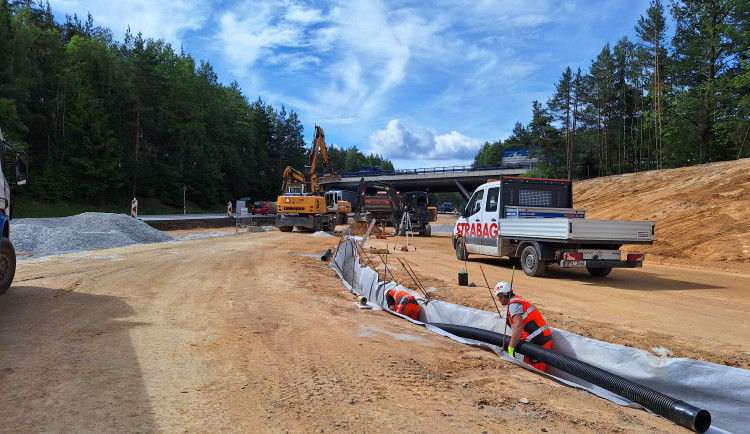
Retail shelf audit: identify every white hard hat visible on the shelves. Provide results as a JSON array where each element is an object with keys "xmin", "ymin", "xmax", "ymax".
[{"xmin": 495, "ymin": 281, "xmax": 513, "ymax": 297}]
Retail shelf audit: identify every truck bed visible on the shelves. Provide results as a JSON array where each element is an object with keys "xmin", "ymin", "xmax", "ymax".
[{"xmin": 498, "ymin": 218, "xmax": 654, "ymax": 244}]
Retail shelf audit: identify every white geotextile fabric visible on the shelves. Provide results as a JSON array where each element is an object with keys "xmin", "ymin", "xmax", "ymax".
[{"xmin": 331, "ymin": 239, "xmax": 750, "ymax": 433}]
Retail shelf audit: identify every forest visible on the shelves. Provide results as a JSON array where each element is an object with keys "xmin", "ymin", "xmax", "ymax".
[
  {"xmin": 0, "ymin": 0, "xmax": 750, "ymax": 209},
  {"xmin": 0, "ymin": 0, "xmax": 393, "ymax": 209},
  {"xmin": 474, "ymin": 0, "xmax": 750, "ymax": 179}
]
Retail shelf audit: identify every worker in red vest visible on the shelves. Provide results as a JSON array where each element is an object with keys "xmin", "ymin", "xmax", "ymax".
[
  {"xmin": 385, "ymin": 289, "xmax": 421, "ymax": 321},
  {"xmin": 495, "ymin": 282, "xmax": 552, "ymax": 372}
]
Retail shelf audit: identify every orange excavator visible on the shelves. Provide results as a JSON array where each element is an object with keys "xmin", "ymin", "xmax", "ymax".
[{"xmin": 276, "ymin": 125, "xmax": 352, "ymax": 232}]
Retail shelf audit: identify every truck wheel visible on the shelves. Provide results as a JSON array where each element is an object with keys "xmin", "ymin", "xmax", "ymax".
[
  {"xmin": 456, "ymin": 238, "xmax": 469, "ymax": 261},
  {"xmin": 0, "ymin": 237, "xmax": 16, "ymax": 294},
  {"xmin": 586, "ymin": 267, "xmax": 612, "ymax": 277},
  {"xmin": 521, "ymin": 246, "xmax": 547, "ymax": 277}
]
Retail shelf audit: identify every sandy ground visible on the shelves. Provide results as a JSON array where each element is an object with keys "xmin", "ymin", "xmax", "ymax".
[{"xmin": 0, "ymin": 160, "xmax": 750, "ymax": 433}]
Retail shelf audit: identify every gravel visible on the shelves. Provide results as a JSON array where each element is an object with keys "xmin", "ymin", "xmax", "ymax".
[
  {"xmin": 10, "ymin": 212, "xmax": 174, "ymax": 258},
  {"xmin": 10, "ymin": 212, "xmax": 453, "ymax": 259}
]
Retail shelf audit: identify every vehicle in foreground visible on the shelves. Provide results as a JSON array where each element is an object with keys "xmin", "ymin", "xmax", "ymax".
[
  {"xmin": 452, "ymin": 176, "xmax": 655, "ymax": 277},
  {"xmin": 0, "ymin": 130, "xmax": 29, "ymax": 294}
]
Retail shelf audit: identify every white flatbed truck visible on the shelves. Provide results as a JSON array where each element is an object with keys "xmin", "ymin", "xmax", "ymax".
[{"xmin": 452, "ymin": 176, "xmax": 655, "ymax": 277}]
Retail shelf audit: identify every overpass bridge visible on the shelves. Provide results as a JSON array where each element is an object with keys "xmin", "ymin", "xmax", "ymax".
[{"xmin": 318, "ymin": 162, "xmax": 534, "ymax": 200}]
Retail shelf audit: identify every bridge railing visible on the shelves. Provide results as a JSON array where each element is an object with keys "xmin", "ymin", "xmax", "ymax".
[{"xmin": 339, "ymin": 162, "xmax": 535, "ymax": 178}]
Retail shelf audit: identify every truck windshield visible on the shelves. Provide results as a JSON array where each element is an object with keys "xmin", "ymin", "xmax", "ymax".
[{"xmin": 466, "ymin": 190, "xmax": 484, "ymax": 216}]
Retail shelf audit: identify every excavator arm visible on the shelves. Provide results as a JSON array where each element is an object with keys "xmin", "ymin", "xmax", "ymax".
[{"xmin": 281, "ymin": 166, "xmax": 310, "ymax": 194}]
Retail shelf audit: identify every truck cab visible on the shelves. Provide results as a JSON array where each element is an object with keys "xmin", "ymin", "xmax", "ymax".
[
  {"xmin": 453, "ymin": 177, "xmax": 654, "ymax": 277},
  {"xmin": 0, "ymin": 130, "xmax": 29, "ymax": 294}
]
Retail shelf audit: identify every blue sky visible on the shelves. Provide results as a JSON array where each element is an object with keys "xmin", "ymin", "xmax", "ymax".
[{"xmin": 50, "ymin": 0, "xmax": 649, "ymax": 169}]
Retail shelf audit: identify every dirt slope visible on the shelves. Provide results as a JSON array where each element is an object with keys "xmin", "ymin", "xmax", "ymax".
[{"xmin": 574, "ymin": 158, "xmax": 750, "ymax": 270}]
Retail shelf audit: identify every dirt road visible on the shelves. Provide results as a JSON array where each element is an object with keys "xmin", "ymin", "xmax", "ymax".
[{"xmin": 0, "ymin": 222, "xmax": 750, "ymax": 433}]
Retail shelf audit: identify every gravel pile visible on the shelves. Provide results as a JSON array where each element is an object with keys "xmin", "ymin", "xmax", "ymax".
[{"xmin": 10, "ymin": 212, "xmax": 174, "ymax": 257}]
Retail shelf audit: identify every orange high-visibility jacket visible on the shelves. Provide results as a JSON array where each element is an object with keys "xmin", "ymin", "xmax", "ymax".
[{"xmin": 506, "ymin": 295, "xmax": 552, "ymax": 346}]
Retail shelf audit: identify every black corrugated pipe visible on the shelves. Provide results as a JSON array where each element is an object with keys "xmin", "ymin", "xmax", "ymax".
[
  {"xmin": 430, "ymin": 324, "xmax": 711, "ymax": 433},
  {"xmin": 320, "ymin": 249, "xmax": 331, "ymax": 261}
]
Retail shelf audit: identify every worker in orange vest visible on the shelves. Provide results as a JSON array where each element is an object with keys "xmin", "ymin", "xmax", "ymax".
[
  {"xmin": 385, "ymin": 289, "xmax": 421, "ymax": 321},
  {"xmin": 495, "ymin": 282, "xmax": 552, "ymax": 372}
]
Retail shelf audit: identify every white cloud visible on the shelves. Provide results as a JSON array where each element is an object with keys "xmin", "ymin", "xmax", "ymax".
[{"xmin": 369, "ymin": 120, "xmax": 480, "ymax": 160}]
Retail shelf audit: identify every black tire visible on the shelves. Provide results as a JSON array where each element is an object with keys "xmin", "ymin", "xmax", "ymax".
[
  {"xmin": 586, "ymin": 267, "xmax": 612, "ymax": 277},
  {"xmin": 521, "ymin": 245, "xmax": 547, "ymax": 277},
  {"xmin": 0, "ymin": 237, "xmax": 16, "ymax": 294},
  {"xmin": 456, "ymin": 238, "xmax": 469, "ymax": 261}
]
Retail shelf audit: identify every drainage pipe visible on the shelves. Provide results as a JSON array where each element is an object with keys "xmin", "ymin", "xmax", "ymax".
[
  {"xmin": 430, "ymin": 324, "xmax": 711, "ymax": 433},
  {"xmin": 320, "ymin": 249, "xmax": 331, "ymax": 261}
]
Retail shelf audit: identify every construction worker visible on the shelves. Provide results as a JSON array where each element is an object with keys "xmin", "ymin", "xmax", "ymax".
[
  {"xmin": 385, "ymin": 289, "xmax": 421, "ymax": 321},
  {"xmin": 495, "ymin": 282, "xmax": 552, "ymax": 372}
]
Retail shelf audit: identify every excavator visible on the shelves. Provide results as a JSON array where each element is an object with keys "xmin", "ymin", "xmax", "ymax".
[{"xmin": 276, "ymin": 125, "xmax": 352, "ymax": 232}]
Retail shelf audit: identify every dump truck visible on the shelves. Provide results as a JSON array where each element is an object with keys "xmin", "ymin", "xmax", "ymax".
[
  {"xmin": 0, "ymin": 130, "xmax": 29, "ymax": 294},
  {"xmin": 352, "ymin": 178, "xmax": 437, "ymax": 237},
  {"xmin": 452, "ymin": 176, "xmax": 655, "ymax": 277}
]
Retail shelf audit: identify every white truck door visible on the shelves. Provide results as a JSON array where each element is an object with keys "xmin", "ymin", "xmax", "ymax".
[{"xmin": 463, "ymin": 188, "xmax": 485, "ymax": 253}]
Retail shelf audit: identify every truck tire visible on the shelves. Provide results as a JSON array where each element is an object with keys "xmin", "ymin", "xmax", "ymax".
[
  {"xmin": 521, "ymin": 246, "xmax": 547, "ymax": 277},
  {"xmin": 0, "ymin": 237, "xmax": 16, "ymax": 294},
  {"xmin": 586, "ymin": 267, "xmax": 612, "ymax": 277},
  {"xmin": 456, "ymin": 238, "xmax": 469, "ymax": 261}
]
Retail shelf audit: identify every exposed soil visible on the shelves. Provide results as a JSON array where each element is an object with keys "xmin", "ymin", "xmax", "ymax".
[{"xmin": 0, "ymin": 159, "xmax": 750, "ymax": 433}]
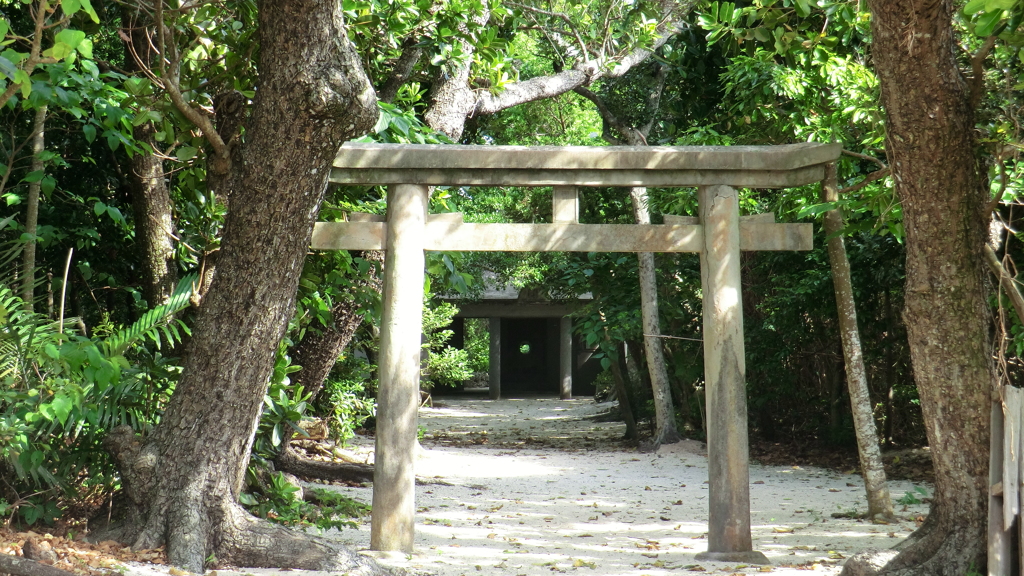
──────────
**Work instructions**.
Count the lines in the records above that contain the string "gravel", treating uppercase and lowercase as different. Give only the number.

**Answer for the task**.
2